Collected data
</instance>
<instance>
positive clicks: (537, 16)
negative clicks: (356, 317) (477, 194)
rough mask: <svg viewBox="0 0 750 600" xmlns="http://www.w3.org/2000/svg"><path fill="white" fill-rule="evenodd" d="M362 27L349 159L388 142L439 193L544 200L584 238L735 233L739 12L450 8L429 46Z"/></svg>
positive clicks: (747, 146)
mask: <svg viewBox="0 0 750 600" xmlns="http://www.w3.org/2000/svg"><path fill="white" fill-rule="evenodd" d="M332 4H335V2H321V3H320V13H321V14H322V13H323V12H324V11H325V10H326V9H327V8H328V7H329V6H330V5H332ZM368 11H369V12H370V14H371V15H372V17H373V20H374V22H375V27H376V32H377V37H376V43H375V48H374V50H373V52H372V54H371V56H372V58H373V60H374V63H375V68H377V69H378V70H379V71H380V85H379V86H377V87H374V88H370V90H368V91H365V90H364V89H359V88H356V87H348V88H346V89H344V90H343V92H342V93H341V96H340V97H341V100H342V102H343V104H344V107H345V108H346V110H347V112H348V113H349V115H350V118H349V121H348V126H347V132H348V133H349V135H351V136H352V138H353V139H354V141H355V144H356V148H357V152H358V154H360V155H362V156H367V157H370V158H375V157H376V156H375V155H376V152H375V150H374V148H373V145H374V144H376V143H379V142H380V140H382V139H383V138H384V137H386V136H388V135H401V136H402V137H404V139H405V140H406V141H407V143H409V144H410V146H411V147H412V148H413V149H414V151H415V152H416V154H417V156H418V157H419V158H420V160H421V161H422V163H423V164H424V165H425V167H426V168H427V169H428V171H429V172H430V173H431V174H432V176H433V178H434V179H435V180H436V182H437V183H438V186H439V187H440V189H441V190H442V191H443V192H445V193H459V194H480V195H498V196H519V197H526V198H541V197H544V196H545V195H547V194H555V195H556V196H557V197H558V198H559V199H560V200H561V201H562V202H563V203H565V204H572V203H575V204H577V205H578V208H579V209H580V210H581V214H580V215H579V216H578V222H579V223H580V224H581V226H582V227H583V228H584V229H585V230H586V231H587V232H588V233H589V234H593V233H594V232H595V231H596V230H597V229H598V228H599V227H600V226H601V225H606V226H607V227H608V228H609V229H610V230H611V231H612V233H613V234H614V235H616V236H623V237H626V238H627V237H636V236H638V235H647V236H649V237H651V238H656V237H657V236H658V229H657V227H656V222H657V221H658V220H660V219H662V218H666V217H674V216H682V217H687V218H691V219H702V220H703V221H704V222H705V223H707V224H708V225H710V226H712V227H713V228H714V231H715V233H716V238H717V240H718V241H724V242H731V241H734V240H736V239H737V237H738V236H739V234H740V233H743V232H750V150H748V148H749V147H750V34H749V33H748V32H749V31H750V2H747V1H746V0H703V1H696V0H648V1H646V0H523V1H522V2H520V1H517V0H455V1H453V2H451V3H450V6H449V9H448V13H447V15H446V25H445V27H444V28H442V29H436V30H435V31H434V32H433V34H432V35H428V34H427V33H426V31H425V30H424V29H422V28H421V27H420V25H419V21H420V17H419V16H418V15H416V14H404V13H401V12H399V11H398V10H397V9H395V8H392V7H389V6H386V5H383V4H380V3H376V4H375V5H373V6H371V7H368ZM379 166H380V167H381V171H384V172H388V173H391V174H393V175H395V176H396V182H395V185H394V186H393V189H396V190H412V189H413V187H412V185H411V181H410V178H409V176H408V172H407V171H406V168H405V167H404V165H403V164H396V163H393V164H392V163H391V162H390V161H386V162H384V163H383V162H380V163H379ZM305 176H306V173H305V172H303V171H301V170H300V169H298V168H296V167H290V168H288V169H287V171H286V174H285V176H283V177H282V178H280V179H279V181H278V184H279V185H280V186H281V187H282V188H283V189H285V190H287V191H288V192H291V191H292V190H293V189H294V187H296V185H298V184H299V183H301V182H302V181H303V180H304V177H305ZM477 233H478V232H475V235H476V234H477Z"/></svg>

▶ Your goal
Search the data above for the string "positive" and return every line that has it.

▶ The answer
positive clicks: (537, 16)
positive clicks: (747, 146)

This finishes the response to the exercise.